### Task
Pick out each line in the records below that contains the string "headlight" and copy those lines.

Collected data entries:
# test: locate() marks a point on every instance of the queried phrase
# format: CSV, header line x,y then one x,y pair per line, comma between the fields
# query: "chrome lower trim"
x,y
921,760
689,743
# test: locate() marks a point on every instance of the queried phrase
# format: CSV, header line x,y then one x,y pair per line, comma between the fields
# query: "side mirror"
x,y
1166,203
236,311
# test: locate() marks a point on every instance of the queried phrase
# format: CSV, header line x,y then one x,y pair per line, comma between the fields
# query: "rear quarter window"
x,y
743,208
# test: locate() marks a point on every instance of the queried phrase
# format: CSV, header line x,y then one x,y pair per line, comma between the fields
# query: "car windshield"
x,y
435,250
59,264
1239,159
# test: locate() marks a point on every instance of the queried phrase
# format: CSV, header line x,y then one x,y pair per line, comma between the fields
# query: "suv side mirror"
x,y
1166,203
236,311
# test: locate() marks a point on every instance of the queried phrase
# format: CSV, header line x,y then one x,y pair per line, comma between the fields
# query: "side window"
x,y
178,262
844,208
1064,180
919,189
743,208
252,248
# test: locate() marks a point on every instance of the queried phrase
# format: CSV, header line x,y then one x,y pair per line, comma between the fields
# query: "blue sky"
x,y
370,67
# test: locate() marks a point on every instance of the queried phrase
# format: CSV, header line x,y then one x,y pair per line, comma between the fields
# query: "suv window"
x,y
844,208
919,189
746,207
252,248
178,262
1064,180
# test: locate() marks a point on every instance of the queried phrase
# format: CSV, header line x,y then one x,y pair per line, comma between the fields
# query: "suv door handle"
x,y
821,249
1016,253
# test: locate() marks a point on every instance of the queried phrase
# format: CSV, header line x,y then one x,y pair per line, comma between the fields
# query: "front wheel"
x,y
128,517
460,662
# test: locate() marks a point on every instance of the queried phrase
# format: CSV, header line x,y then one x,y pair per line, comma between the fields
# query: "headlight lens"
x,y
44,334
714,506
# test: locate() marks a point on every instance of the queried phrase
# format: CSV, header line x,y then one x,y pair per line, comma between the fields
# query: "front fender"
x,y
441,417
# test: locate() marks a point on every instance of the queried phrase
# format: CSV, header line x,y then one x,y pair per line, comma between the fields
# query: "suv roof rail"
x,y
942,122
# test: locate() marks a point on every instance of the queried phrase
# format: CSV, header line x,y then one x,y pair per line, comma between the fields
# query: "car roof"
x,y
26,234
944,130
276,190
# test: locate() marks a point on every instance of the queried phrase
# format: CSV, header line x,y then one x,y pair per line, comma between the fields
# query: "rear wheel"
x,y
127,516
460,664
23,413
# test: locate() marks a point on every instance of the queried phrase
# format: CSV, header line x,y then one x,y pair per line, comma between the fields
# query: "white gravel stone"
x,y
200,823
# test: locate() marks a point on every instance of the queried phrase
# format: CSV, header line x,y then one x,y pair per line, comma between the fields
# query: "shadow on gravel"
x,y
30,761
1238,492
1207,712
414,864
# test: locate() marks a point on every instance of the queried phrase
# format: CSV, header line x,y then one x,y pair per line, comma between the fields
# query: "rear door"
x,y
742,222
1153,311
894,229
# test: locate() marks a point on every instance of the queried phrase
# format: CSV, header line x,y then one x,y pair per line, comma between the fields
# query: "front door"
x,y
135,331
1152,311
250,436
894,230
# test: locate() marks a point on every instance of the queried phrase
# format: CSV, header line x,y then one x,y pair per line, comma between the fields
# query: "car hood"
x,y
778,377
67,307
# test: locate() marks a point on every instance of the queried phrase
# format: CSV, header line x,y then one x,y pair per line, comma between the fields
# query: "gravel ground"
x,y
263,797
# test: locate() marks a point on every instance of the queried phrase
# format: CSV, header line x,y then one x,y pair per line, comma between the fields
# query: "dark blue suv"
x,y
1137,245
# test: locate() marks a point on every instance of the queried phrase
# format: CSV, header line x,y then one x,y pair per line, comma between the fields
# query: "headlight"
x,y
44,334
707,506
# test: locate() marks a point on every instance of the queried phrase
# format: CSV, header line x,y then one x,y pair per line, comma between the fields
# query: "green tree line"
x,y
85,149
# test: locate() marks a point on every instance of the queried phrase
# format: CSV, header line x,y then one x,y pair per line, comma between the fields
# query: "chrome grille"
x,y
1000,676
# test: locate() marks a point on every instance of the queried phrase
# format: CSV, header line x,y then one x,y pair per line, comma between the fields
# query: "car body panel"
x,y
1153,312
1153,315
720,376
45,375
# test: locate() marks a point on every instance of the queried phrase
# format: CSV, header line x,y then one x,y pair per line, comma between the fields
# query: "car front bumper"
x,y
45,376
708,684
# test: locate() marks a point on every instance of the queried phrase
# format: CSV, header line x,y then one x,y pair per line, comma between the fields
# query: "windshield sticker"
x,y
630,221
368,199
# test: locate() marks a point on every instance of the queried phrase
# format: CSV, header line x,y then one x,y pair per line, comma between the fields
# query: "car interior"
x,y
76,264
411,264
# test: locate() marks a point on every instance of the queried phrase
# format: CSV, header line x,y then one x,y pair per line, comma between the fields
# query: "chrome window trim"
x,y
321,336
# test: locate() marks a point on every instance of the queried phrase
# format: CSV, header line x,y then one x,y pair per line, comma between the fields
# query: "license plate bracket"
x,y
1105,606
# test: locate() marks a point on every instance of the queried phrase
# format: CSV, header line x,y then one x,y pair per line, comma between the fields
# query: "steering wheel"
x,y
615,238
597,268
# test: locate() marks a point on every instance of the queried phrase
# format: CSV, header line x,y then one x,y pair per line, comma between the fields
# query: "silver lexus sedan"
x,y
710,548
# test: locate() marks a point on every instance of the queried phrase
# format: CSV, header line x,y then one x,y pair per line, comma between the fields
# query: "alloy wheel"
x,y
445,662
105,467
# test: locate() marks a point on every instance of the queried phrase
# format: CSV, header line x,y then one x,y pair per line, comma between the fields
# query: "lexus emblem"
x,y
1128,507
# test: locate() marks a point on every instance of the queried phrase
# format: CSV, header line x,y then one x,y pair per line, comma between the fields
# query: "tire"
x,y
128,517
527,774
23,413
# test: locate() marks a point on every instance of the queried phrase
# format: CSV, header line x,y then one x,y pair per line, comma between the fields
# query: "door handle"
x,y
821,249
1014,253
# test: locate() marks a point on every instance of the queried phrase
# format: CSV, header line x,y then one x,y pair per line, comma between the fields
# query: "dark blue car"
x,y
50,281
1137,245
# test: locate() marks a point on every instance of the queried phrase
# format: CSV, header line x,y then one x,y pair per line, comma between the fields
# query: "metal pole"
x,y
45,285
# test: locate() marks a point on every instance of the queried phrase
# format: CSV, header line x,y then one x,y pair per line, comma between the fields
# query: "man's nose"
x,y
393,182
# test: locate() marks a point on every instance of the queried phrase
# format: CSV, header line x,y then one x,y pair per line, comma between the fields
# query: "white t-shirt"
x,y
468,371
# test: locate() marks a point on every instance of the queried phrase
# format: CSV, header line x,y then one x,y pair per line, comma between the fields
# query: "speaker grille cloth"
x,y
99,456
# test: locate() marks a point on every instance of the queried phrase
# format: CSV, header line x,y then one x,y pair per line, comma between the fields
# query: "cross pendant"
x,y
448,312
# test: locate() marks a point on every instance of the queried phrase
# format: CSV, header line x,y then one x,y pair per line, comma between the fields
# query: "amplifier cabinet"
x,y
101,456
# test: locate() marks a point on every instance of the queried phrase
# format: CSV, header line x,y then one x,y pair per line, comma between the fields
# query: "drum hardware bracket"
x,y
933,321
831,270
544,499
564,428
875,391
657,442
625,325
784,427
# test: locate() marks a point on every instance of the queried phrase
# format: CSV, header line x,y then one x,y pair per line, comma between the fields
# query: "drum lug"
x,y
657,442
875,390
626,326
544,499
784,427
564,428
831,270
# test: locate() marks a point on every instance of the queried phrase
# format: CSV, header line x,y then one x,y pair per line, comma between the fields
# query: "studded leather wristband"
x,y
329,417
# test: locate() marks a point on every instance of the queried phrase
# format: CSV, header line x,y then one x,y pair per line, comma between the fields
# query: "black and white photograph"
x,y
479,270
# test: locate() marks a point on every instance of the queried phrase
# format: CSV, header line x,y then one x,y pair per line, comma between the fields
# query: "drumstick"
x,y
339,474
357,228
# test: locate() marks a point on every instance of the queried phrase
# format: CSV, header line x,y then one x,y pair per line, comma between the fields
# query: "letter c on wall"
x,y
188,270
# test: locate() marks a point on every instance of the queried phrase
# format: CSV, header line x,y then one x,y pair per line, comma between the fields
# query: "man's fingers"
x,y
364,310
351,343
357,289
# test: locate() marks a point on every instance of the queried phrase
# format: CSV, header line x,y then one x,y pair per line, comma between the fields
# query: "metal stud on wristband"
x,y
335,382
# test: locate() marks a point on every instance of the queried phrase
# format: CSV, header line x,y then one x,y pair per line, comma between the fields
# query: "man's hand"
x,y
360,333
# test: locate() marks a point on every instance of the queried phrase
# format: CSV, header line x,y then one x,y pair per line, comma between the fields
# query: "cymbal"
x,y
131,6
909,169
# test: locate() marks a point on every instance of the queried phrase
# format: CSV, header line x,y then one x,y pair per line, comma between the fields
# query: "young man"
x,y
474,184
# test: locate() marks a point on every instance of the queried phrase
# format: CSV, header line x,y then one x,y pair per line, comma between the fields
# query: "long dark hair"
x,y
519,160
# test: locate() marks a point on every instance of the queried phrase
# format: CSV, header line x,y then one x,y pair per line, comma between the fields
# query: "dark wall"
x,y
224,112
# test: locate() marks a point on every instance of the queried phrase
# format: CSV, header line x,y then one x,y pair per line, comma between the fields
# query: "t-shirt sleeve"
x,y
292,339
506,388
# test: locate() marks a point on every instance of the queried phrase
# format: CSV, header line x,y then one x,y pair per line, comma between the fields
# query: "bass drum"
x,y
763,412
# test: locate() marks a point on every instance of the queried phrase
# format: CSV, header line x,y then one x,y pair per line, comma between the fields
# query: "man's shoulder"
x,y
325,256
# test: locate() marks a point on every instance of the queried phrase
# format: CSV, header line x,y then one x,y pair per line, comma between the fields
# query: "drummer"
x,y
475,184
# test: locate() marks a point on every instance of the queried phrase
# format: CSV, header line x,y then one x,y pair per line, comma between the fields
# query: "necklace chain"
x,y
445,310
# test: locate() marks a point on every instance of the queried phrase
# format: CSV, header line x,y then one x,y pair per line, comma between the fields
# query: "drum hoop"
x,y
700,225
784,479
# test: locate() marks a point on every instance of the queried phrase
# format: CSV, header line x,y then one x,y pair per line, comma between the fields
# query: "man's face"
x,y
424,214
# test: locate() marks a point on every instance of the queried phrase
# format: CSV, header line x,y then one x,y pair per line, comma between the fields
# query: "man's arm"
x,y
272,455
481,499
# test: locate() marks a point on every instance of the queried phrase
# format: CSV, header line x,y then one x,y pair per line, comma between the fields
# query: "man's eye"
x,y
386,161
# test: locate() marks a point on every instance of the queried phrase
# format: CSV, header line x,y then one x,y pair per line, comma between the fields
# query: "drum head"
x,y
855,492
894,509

### Output for this task
# query: "headlight lens"
# query: "headlight"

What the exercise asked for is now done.